Records from a point-labeling set -

══════════════════════════════

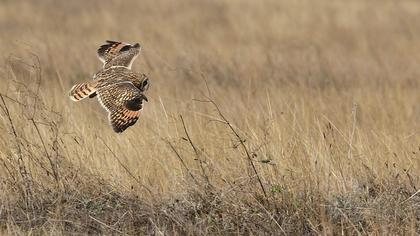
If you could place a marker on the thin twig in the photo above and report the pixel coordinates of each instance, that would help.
(125, 168)
(241, 141)
(102, 223)
(196, 152)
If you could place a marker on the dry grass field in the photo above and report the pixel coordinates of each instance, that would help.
(265, 117)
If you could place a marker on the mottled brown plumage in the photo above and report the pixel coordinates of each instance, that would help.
(120, 90)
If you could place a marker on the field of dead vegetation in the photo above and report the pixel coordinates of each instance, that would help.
(265, 117)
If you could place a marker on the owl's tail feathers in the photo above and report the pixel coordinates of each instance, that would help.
(81, 91)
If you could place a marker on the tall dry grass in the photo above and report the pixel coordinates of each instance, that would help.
(264, 117)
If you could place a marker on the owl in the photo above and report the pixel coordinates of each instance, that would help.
(119, 89)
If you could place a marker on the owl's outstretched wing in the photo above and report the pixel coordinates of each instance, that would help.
(123, 101)
(114, 53)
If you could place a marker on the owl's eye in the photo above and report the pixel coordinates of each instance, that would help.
(125, 48)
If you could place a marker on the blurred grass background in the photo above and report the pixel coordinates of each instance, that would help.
(324, 95)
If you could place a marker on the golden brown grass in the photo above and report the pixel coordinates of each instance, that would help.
(322, 97)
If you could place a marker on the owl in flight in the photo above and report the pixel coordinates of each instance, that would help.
(119, 90)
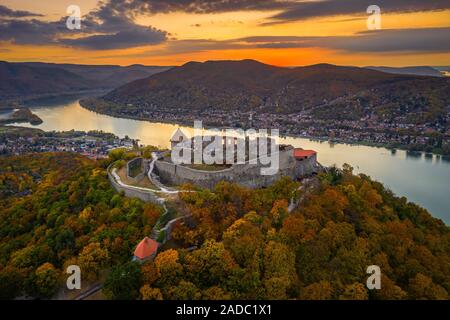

══════════════════════════════

DIRECTIONS - Please return every line of the material above word for word, leaving out the pictures.

SOLUTION FOR THIS EXERCISE -
If you could place a marker on the thin twig in the photo above and report the pixel coordinates of each instance, that would help.
(125, 168)
(241, 141)
(102, 223)
(196, 152)
If you could place a marker on the dry grass field in the photo above and report the pixel coordinates of each instance, that would help.
(265, 117)
If you could place a marker on the mottled brown plumage in the photo above and report the pixel coordinates of each instance, that would help.
(120, 90)
If you could place a marker on the field of dead vegetation in the photo above and report the pixel coordinates of each instance, that would help.
(265, 117)
If you could place a marker on the owl's tail feathers in the photo above and report the pixel coordinates of each instance, that would help.
(81, 91)
If you could place a marker on the tall dry grass in the photo above and report the pixel coordinates of each instance, that would help.
(264, 117)
If you could place a marker on the owl in the photo above and report the pixel coordinates of each instance, that would help.
(119, 89)
If you could place a marker on the owl's outstretched wing in the photo above and report the pixel coordinates of each instance, that would help.
(123, 101)
(114, 53)
If you could place a marker on the owl's eye in the photo above and report the pixel coordinates of each instance, that would help.
(125, 48)
If you could place a marker on the blurred grass background in the photo above and report the pixel coordinates of each instance, that would help.
(324, 95)
If you could place a marker on the golden brown grass in the photo above and report the pixel coordinates of each instance, that would help.
(322, 97)
If you could place a marker on the owl in flight in the photo above and report the pixel coordinates of each instance, that would help.
(119, 90)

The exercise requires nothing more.